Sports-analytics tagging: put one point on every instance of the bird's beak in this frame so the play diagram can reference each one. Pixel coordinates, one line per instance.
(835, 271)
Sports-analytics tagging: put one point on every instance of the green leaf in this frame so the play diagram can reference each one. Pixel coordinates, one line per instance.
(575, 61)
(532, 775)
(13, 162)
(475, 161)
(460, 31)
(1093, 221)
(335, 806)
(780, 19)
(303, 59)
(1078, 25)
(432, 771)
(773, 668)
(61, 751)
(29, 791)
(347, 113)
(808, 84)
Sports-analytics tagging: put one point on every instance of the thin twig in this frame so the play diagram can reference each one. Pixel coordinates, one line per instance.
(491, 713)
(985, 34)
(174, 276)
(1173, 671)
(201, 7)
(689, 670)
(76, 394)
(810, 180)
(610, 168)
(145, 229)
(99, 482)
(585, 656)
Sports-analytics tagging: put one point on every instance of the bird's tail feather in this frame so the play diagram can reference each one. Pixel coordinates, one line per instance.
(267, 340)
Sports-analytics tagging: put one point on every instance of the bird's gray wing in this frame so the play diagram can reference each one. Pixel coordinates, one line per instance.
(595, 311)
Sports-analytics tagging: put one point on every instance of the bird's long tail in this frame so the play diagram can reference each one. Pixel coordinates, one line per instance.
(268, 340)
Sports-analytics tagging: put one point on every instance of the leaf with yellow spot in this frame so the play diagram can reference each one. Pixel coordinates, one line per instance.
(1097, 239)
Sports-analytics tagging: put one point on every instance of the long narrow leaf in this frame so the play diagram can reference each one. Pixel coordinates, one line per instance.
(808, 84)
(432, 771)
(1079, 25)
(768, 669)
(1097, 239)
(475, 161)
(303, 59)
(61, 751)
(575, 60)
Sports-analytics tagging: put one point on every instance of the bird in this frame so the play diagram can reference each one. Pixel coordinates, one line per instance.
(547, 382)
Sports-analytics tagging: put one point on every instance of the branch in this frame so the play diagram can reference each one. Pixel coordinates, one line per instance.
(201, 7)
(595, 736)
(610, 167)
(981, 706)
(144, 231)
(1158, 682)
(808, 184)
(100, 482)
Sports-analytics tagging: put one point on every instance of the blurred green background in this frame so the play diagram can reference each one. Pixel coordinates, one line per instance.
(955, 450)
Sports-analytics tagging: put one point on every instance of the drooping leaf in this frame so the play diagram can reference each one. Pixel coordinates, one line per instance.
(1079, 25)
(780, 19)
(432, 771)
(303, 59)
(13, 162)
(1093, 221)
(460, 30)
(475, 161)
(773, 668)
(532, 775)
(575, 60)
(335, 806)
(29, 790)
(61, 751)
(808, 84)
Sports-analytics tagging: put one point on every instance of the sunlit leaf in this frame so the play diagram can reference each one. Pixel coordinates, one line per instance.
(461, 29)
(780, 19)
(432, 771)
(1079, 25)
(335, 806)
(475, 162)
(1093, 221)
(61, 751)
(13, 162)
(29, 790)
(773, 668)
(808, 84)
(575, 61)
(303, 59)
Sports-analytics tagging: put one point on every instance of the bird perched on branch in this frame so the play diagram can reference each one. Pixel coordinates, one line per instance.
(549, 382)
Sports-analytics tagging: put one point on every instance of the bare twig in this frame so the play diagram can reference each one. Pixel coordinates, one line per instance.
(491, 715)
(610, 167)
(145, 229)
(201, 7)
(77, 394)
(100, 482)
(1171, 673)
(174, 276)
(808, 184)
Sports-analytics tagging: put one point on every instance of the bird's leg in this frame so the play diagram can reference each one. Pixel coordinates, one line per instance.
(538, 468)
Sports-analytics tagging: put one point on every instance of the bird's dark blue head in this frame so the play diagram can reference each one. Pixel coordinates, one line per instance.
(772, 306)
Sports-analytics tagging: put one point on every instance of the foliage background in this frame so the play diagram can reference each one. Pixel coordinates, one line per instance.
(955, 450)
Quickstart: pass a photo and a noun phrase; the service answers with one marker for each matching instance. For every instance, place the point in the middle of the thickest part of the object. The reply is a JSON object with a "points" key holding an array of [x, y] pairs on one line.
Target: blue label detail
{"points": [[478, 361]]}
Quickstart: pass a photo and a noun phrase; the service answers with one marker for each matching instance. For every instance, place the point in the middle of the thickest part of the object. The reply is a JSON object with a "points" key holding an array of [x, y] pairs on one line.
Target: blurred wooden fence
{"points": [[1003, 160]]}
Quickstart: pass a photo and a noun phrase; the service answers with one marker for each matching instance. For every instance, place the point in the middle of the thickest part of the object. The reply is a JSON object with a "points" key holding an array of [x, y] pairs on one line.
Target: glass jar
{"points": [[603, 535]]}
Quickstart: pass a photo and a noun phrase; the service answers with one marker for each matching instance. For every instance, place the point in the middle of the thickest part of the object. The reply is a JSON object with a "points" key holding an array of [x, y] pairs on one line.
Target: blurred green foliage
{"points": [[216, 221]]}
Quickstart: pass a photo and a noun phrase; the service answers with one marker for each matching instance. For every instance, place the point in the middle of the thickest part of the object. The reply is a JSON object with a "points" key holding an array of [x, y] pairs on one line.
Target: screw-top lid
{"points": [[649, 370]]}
━━━━━━━━━━━━━━━━━━━━━━━━━━━━━━
Instructions to follow: Produce an exact copy of the whole listing.

Response:
Sports-analytics tagging: put one point on every instance of the bird's beak in this frame so the play diagram can reference each one. Pixel coordinates, one line per instance.
(835, 271)
Sports-analytics tagging: put one point on every instance of the green leaf in this frame so the play diagram can reference each one. Pixel coordinates, one line per instance.
(575, 61)
(532, 775)
(13, 162)
(475, 161)
(460, 31)
(1093, 221)
(335, 806)
(780, 19)
(303, 59)
(1078, 25)
(432, 771)
(773, 668)
(61, 751)
(29, 791)
(347, 113)
(808, 84)
Sports-analytics tagging: put one point on every instance of the thin twig in this frame so the play diagram can reference each one. Pixel coordinates, one line per instance.
(491, 713)
(985, 34)
(174, 276)
(1173, 671)
(201, 7)
(689, 670)
(76, 394)
(810, 180)
(610, 168)
(145, 229)
(99, 482)
(585, 656)
Sports-analytics tagging: put one point on every instance of the bird's tail feather in this frame so the play diagram can reference each one. Pixel coordinates, one line per instance.
(267, 340)
Sports-analytics tagging: put one point on every instance of the bird's gray wing in this frame so the play diagram can reference each one. Pixel coordinates, one line per instance.
(595, 311)
Sports-analytics tagging: put one point on every instance of the bird's long tail in this frame so the play diagram can reference each one. Pixel coordinates, one line per instance.
(268, 340)
Sports-analytics tagging: put one point on every instance of the leaf with yellow spot in this frame so the play diagram can reference each one. Pixel coordinates, one line per instance.
(1097, 239)
Sports-analytics tagging: put one point on every instance of the long narrow leaf in this frame so the play diagram can reference each one. Pixel coordinates, one line per instance.
(808, 84)
(432, 771)
(1079, 25)
(768, 669)
(1097, 239)
(475, 161)
(303, 59)
(61, 751)
(575, 60)
Sports-analytics tagging: put one point on every instance of the bird in this frame so the play diagram can reference each one. Pixel coordinates, one line per instance.
(547, 382)
Sports-analytics tagging: put one point on every instance of the branch in this frame so the play diagram can reference each one. Pixel coordinates, one line per instance.
(201, 7)
(595, 736)
(610, 167)
(981, 706)
(144, 231)
(1158, 682)
(808, 184)
(100, 482)
Sports-analytics tagging: put one point on every instance of the blurred green background in this frame so the play diagram can reference each one. Pixel coordinates, one line per instance.
(955, 450)
Sports-analytics tagging: put one point on every instance of the drooping leaf in this frame so the play diagram can reference each one. Pixel coordinates, one line per instance.
(1079, 25)
(780, 19)
(432, 771)
(303, 59)
(13, 162)
(1093, 221)
(460, 30)
(475, 161)
(773, 668)
(532, 775)
(575, 60)
(335, 806)
(29, 790)
(61, 751)
(808, 84)
Sports-analytics tagging: put one point on every instance of the sunlit leaf in this frame so the play diagram can reference each one. Pixel coordinates, one line per instance.
(461, 29)
(780, 19)
(432, 771)
(1079, 25)
(335, 806)
(475, 162)
(1093, 221)
(61, 751)
(13, 162)
(29, 790)
(773, 668)
(808, 84)
(575, 61)
(303, 59)
Sports-analytics tagging: put one point on every instance of the bird perched on branch in this frame so the play diagram can reference each one. Pixel coordinates, one line per instance.
(549, 382)
Sports-analytics tagging: put one point on every instance of the bare twig in this frame so the play diagram can reference each one. Pixel coordinates, one line per instance.
(491, 715)
(610, 167)
(145, 229)
(201, 7)
(77, 394)
(100, 482)
(1171, 673)
(174, 276)
(808, 184)
Sports-analytics tagging: put one point on every instance of the bird's leg in this frame so the play diagram can reference each one. Pixel coordinates, one line per instance.
(538, 468)
Sports-analytics tagging: put one point on every instance of the bird's dark blue head in this frame so the play diagram can reference each one. Pixel coordinates, one line per instance.
(772, 306)
Sports-analytics tagging: put one point on every instance of the foliage background in this frame so the play diagram can reference each one. Pixel coordinates, one line per instance.
(955, 450)
Quickstart: pass a photo and a noun phrase; the service answers with one marker for each matching instance. For every instance, place the point in the middle of the thickest part of the object. The reply is a JSON object with a "points" key holding an array of [x, y] pairs on one line.
Target: blue label detail
{"points": [[478, 361]]}
Quickstart: pass a photo and a noun phrase; the service answers with one marker for each matching instance. For every instance, place the point in the middle of the thickest part of the object. The reply is a JSON object with a "points" key holding an array of [x, y] pairs on one line.
Target: blurred wooden fence
{"points": [[1003, 160]]}
Quickstart: pass a photo and a noun phrase; the service answers with one marker for each matching instance. For every instance, place the point in the middle of the thickest part of the object. The reply is a JSON object with a "points" key holding an array of [x, y] pairs on one line.
Target: glass jar
{"points": [[603, 535]]}
Quickstart: pass a photo and a noun phrase; the service answers with one marker for each matching instance. For every instance, place the point in the middle of the thickest part of the object. The reply is a JSON object with a "points" key holding an array of [x, y] pairs on one line.
Target: blurred green foliage
{"points": [[216, 221]]}
Quickstart: pass a photo and a noun phrase; the service answers with one marker for each matching instance. For every instance, place the point in the middle of the thickest part of the object. The reply is a JSON object with a "points" key holding an array of [x, y] pairs on one line.
Target: screw-top lid
{"points": [[649, 370]]}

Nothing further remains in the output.